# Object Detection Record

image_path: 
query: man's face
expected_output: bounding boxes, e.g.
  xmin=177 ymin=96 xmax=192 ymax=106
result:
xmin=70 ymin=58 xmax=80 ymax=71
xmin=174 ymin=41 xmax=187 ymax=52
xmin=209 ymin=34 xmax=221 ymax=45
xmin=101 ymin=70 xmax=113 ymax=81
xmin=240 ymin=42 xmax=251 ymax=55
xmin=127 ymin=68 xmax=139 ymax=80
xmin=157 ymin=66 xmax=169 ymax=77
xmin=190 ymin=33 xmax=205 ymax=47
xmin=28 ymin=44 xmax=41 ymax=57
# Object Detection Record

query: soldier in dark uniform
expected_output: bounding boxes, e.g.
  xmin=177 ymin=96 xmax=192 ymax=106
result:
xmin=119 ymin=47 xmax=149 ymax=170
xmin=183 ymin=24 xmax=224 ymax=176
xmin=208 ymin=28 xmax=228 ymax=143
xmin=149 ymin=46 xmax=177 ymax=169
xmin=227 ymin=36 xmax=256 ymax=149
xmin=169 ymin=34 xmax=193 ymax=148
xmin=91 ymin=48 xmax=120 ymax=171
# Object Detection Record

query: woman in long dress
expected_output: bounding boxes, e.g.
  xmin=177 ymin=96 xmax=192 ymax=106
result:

++++++++

* Exercise goal *
Express these lines as a JSON list of strings, one string per line, leaving out any blank lines.

* In response *
[
  "# Object Detection Record",
  "image_path: ",
  "query: man's face",
  "expected_output: bounding boxes, e.g.",
  "  xmin=177 ymin=96 xmax=192 ymax=106",
  "result:",
  "xmin=70 ymin=58 xmax=80 ymax=71",
  "xmin=174 ymin=41 xmax=187 ymax=52",
  "xmin=209 ymin=34 xmax=221 ymax=45",
  "xmin=101 ymin=70 xmax=113 ymax=81",
  "xmin=240 ymin=42 xmax=251 ymax=55",
  "xmin=127 ymin=68 xmax=139 ymax=80",
  "xmin=157 ymin=66 xmax=169 ymax=77",
  "xmin=190 ymin=33 xmax=205 ymax=47",
  "xmin=28 ymin=44 xmax=41 ymax=57",
  "# Object Detection Record",
  "query: soldier in dark uniform",
  "expected_output: bounding boxes, e.g.",
  "  xmin=177 ymin=96 xmax=192 ymax=106",
  "result:",
  "xmin=119 ymin=47 xmax=149 ymax=170",
  "xmin=183 ymin=24 xmax=224 ymax=176",
  "xmin=208 ymin=28 xmax=228 ymax=143",
  "xmin=149 ymin=46 xmax=177 ymax=169",
  "xmin=227 ymin=36 xmax=256 ymax=149",
  "xmin=169 ymin=34 xmax=193 ymax=148",
  "xmin=91 ymin=48 xmax=120 ymax=171",
  "# Object Detection Record",
  "query: woman in long dress",
  "expected_output: bounding boxes, e.g.",
  "  xmin=177 ymin=96 xmax=192 ymax=106",
  "result:"
]